Exercise goal ::
Please return the entries, omitting and altering nothing.

══════════

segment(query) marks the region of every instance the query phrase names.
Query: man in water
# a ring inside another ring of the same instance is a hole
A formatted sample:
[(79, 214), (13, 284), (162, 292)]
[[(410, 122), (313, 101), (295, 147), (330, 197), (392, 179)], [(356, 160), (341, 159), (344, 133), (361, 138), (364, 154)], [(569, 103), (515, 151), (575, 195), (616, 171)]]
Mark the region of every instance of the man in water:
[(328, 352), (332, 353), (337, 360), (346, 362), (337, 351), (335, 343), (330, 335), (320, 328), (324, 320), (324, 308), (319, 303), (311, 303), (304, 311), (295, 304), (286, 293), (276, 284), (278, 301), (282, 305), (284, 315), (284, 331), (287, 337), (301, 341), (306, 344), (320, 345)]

══════════

Task solution ::
segment(query) marks the region of every instance the query phrase names.
Query: man in water
# a ring inside another ring of the same instance is a hole
A formatted sample:
[(79, 214), (13, 284), (162, 292)]
[[(410, 122), (313, 101), (295, 147), (330, 197), (392, 179)], [(356, 160), (341, 159), (344, 133), (361, 138), (364, 154)], [(569, 103), (515, 151), (575, 195), (616, 171)]]
Mark the region of every instance of the man in water:
[(328, 352), (332, 353), (337, 360), (346, 362), (337, 351), (335, 343), (330, 335), (320, 328), (324, 320), (324, 308), (319, 303), (311, 303), (304, 311), (295, 304), (286, 293), (276, 284), (278, 301), (282, 305), (284, 315), (284, 331), (287, 337), (301, 341), (306, 344), (320, 345)]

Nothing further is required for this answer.